# [Rows]
- - - - - - -

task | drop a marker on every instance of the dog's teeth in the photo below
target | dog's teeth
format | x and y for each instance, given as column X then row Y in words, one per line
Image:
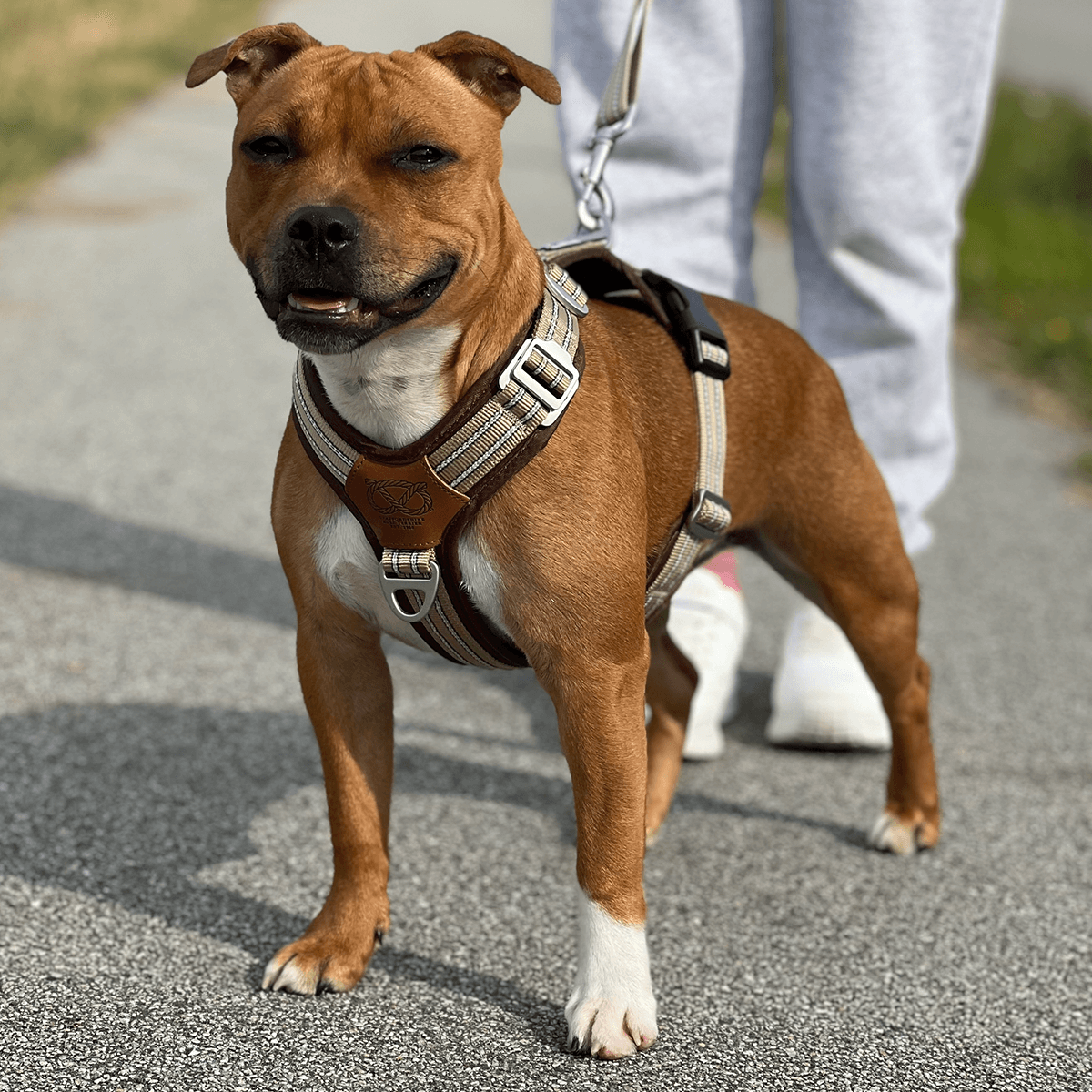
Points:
column 342, row 306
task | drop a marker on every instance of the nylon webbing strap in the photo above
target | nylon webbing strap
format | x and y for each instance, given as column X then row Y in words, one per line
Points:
column 709, row 516
column 533, row 390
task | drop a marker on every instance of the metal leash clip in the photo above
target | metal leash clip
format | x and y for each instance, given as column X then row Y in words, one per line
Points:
column 595, row 217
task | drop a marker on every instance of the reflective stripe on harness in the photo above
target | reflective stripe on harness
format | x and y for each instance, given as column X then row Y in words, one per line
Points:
column 413, row 501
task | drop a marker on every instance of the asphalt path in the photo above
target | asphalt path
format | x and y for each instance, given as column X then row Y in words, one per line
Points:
column 162, row 820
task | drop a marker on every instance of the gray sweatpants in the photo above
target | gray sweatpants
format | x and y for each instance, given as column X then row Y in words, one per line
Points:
column 888, row 99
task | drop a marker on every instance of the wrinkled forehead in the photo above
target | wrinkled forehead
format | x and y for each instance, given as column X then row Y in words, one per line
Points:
column 331, row 94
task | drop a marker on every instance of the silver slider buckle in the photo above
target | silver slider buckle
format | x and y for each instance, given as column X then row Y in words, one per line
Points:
column 555, row 354
column 423, row 585
column 710, row 516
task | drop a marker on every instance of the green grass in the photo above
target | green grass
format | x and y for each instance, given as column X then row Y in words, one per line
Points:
column 69, row 66
column 1026, row 263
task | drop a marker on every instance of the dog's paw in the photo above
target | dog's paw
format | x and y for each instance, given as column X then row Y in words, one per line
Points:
column 316, row 965
column 612, row 1011
column 904, row 836
column 611, row 1026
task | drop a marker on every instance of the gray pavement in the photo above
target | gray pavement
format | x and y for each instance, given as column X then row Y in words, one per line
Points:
column 162, row 820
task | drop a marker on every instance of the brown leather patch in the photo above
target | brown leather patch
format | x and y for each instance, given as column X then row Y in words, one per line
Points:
column 408, row 507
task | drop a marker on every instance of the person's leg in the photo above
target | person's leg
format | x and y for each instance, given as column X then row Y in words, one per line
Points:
column 888, row 105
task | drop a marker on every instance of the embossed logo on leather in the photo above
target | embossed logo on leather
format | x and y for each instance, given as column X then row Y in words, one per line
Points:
column 401, row 503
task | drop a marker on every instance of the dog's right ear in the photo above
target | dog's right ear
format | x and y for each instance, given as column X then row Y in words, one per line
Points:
column 250, row 57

- - - - - - -

# [Your goal]
Transcribe all of the records above word for word, leaving the pictures out.

# [Final answer]
task | drop a marker on every instance of the dog's teeth in the photo below
target | dog's teeth
format | x and y for each instance, given as column X then row Y in words, one per line
Image:
Points:
column 342, row 306
task | drop a marker on every instance of the nylon webbing strap in the photo above
target | nylon webbing strap
format | x and y for each instance, given as column X then row Y in words, one per line
Points:
column 709, row 516
column 533, row 390
task | drop a marker on every instance of the metal leash clip in the photo above
target | metal leash clip
format | x and y for each instance, given as column X then row Y in words, one per line
Points:
column 595, row 217
task | drop a marker on every instance of the reflective stripe on harness in the photo above
target | reflective stripe on harness
format | x and y for each instance, given as column X then row Y in words, one per line
Points:
column 413, row 501
task | drop a marker on every instance of the asphalt path in the photo above
target | asphalt path
format | x and y for each instance, given as column X then row Y in words, one per line
Points:
column 162, row 820
task | drop a marker on every instance of the gray sweatpants in the photo above
target | gray sweatpants
format | x and y for each instance, given as column X then row Y in words, one per line
Points:
column 888, row 99
task | drop a marker on every instance of the wrinkled forehead in the photo above
target | wrinkled forehead
format | x and y for each instance, given as column X then row Y in words, one per line
Points:
column 331, row 94
task | drop a marker on every instance of the silver slider buckle in the photo above
target | silver slider buckle
format | x and y for each instance, given as column X then row Y in words, one per line
Points:
column 555, row 354
column 423, row 585
column 710, row 516
task | drop a marker on every instance of the green grass in the photo above
target | green grass
format | x and y for each instance, given as column X then row Y in words, one per line
Points:
column 69, row 66
column 1026, row 263
task | drop a marker on every instance of the dog's paw in the photo above
target | dog's paw
format | x and y for each instance, given as column X then row Y in words, one per line
Points:
column 316, row 965
column 612, row 1011
column 904, row 836
column 611, row 1026
task | drop a marker on every instance of the gray pavement in the photo above
target | gray pavement
format | x and y for each instance, given as column X then row Y in words, one per line
Points:
column 162, row 820
task | drop a marker on every instance of the brown leather patch in the photo above
target | brown leather patch
format | x and y for each instance, given as column X then row Y in words, one per line
Points:
column 408, row 507
task | drop a marker on every instance of the person's leg in the photo above
target | person's leg
format | x and y for each instance, given as column X then row Y in words, one per line
Points:
column 888, row 105
task | drop a marker on every instance of the embossed logo on leather in the photo above
target | embossed logo on leather
format | x and y for each instance, given as column X then row Y in words, one per line
Points:
column 401, row 503
task | drop a marker on every instance of the dog's right ear in the photo above
target | dog's right ear
format | x and y for each instance, given as column X then row Y in words, one per line
Points:
column 250, row 57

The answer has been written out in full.